_What needs to be done_
Print, exactly as given, each line of the data from the line containing "Would you be able to indicate the miter saw handle" up to and including its last line.

_Entries shown_
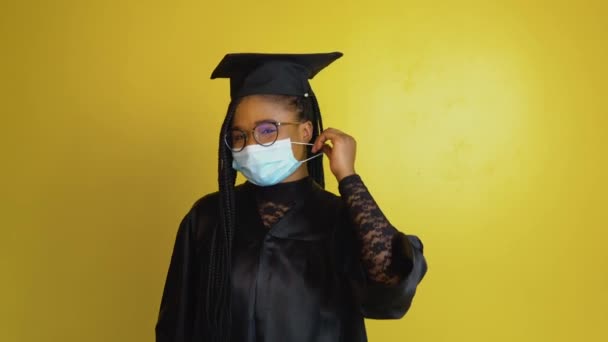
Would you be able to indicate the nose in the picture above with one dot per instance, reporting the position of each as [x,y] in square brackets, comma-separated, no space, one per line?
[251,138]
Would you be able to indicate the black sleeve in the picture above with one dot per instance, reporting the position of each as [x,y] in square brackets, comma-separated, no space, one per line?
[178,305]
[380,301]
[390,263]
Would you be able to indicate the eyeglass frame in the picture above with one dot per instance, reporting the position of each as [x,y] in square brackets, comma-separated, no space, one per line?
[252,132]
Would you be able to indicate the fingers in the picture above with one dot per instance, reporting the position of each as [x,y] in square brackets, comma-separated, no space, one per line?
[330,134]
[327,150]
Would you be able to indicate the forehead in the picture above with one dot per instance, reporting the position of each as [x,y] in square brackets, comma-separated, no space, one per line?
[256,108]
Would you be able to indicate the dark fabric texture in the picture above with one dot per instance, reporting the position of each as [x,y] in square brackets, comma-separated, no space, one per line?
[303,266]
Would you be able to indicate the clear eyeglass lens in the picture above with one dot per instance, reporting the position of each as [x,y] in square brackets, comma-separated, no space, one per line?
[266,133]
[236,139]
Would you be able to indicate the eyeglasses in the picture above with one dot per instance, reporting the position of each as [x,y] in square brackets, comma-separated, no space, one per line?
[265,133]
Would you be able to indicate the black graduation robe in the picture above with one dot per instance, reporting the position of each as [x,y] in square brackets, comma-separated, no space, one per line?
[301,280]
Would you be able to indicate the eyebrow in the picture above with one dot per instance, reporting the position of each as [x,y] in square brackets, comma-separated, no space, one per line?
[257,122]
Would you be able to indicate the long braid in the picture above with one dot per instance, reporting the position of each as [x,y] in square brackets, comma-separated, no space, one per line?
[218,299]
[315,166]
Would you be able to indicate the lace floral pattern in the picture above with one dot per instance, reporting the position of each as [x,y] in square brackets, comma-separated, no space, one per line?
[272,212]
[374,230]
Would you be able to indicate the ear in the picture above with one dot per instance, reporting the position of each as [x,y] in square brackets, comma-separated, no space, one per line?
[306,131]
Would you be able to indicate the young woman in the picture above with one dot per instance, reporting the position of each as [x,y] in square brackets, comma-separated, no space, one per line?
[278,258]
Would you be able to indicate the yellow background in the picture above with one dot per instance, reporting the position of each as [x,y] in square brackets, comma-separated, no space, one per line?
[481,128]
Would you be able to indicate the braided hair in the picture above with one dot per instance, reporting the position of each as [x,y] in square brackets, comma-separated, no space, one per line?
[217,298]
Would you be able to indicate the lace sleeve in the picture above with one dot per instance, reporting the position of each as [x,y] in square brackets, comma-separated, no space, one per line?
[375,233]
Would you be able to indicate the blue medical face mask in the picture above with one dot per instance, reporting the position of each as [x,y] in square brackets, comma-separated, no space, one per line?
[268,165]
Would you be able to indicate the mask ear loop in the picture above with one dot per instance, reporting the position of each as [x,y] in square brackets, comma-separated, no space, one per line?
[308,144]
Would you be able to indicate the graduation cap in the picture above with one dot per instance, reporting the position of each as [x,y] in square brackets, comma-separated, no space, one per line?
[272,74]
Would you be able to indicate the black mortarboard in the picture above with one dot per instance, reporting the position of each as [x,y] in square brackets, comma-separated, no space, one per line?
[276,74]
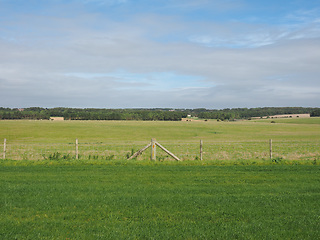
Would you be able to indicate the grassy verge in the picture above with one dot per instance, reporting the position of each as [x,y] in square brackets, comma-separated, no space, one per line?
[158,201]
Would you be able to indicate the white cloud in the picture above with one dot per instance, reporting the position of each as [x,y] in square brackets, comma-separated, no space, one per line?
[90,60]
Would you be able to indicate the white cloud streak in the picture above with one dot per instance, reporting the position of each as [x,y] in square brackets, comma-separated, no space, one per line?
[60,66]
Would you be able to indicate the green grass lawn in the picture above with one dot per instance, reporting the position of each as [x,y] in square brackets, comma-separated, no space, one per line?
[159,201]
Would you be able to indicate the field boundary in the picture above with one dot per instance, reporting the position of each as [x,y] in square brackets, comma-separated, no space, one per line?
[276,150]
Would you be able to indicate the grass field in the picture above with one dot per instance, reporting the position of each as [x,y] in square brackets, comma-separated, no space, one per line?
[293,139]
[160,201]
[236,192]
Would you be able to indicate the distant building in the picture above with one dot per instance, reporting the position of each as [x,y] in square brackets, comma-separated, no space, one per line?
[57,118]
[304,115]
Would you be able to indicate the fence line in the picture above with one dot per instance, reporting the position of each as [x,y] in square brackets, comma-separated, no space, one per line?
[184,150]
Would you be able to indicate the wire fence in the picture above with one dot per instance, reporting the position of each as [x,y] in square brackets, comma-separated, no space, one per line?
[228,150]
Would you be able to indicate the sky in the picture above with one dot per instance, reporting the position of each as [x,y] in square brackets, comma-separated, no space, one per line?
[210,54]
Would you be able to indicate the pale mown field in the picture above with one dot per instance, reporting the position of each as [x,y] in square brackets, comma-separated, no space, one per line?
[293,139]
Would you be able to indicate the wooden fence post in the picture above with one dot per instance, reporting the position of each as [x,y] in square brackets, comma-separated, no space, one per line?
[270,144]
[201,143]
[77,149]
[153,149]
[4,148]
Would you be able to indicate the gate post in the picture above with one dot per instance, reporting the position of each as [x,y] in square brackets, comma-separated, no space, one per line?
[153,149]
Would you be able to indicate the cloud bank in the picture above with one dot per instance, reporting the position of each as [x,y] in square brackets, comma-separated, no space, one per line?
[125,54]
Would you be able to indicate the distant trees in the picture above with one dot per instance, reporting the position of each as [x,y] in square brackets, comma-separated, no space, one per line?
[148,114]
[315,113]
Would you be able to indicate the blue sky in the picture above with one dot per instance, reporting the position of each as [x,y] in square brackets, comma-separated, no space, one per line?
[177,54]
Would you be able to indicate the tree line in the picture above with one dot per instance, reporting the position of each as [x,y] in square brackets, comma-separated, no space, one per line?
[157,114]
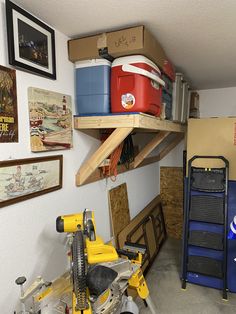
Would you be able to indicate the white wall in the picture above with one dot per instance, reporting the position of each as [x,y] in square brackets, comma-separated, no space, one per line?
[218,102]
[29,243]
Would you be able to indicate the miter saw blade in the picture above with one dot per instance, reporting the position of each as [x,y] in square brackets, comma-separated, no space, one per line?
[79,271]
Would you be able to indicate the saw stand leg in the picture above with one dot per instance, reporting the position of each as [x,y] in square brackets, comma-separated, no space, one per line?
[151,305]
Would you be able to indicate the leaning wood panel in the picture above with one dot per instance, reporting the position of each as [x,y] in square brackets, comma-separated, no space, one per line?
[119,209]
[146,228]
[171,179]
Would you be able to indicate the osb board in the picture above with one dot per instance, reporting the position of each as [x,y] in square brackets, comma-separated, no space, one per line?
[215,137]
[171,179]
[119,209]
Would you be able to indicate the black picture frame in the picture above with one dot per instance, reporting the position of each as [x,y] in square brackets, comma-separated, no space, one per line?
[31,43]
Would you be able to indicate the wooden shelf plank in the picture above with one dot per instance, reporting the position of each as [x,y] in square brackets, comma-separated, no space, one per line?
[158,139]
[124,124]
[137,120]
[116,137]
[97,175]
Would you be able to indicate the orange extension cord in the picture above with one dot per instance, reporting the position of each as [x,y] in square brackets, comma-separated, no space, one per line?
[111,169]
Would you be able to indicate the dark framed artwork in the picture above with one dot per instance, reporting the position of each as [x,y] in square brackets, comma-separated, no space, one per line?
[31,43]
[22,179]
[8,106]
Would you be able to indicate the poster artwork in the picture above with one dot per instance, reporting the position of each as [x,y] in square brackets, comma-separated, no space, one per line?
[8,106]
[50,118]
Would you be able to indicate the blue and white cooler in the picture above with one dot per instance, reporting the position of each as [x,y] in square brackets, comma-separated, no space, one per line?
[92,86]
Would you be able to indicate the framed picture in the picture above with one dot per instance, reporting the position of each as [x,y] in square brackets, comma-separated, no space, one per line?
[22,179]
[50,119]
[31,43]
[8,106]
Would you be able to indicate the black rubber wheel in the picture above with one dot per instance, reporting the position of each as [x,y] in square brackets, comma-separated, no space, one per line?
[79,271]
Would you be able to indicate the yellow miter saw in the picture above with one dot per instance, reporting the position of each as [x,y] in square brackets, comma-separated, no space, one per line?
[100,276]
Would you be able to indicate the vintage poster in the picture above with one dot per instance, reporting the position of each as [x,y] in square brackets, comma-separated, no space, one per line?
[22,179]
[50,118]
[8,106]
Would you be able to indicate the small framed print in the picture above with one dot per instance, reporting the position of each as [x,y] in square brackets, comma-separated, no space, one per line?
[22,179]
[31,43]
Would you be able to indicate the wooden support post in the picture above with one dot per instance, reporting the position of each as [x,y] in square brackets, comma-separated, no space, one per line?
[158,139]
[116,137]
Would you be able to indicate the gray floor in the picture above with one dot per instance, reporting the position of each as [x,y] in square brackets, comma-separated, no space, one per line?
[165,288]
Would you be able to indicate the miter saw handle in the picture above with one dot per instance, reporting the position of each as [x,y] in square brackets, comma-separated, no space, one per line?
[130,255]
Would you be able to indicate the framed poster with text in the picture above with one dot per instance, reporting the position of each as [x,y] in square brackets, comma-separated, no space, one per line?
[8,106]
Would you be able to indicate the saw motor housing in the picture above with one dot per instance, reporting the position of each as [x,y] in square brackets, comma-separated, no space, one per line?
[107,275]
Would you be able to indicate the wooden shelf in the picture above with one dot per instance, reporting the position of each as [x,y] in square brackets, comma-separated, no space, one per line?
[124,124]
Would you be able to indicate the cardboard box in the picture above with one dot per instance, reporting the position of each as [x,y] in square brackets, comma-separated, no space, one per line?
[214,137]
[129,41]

_Result_
Would you be able to indicate the miter saw handle in the picture above with one dot per instance, reporting the position of each as [x,y] in square brackets, comma-separated, no space, one per line?
[130,255]
Would you be able to indicate the framed poster with text in the picture above with one dot per instance, reporting the position of each as [x,y] in square brackets, comma-separated, no space, one per line?
[8,106]
Would you be able to indicate the saw motor housing in the picture above with one dot per instance, reporting the position of each as [x,y] in square brackets, comma-separated, no space, one per line?
[107,275]
Would you be able to indicate the wooden shelf in the picture above with one dot per instance, reporting the position of each as [x,y] in square brackets, comma-separated, no space, one per line?
[124,124]
Would you be able to indicate the cardboard box in the picture above with one dot per instance, reporting the position of each as [x,y] in square brackets, comma-separated, no space, one per line?
[214,137]
[129,41]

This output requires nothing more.